**Given problem**
Copy the material from the line with "Verification request: locate any recessed" up to and including the line with "xmin=0 ymin=166 xmax=82 ymax=350", changing "recessed ceiling light" to "recessed downlight" and leaving everything else unchanged.

**Input records**

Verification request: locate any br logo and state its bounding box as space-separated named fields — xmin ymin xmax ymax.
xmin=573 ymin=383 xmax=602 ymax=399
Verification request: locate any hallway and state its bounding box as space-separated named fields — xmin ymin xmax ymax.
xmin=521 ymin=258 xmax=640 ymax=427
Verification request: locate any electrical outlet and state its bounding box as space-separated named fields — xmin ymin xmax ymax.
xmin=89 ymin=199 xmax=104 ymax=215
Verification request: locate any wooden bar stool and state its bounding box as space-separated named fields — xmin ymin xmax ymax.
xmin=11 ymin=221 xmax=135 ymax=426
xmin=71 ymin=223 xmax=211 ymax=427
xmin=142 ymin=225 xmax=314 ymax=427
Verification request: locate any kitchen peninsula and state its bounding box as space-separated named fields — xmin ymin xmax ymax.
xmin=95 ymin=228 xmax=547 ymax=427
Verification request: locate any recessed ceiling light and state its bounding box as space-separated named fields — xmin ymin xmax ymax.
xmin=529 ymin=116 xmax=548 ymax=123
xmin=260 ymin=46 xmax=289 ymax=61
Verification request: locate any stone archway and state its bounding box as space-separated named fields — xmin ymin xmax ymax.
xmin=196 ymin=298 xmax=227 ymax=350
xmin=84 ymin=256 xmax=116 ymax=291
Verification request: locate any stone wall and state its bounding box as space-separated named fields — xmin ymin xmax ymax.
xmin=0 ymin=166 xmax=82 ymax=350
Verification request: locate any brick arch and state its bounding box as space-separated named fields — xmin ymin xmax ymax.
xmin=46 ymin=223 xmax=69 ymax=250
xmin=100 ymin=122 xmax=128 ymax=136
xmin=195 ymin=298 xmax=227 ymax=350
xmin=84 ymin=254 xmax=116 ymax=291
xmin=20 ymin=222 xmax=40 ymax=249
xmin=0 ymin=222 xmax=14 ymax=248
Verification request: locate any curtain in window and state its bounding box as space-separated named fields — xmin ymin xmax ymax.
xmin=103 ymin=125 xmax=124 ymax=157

**Answer to this exercise**
Verification request: locate any recessed downlight and state its bounding box as space-separated named fields — xmin ymin xmax ymax.
xmin=529 ymin=116 xmax=548 ymax=123
xmin=260 ymin=46 xmax=289 ymax=61
Verification request: locate any stone archway and state its bounding box as space-separated named fields — xmin ymin xmax ymax.
xmin=196 ymin=298 xmax=227 ymax=350
xmin=84 ymin=256 xmax=116 ymax=291
Verification request: locate any stone wall and state its bounding box as space-separated named fields — xmin ymin xmax ymax.
xmin=0 ymin=166 xmax=82 ymax=350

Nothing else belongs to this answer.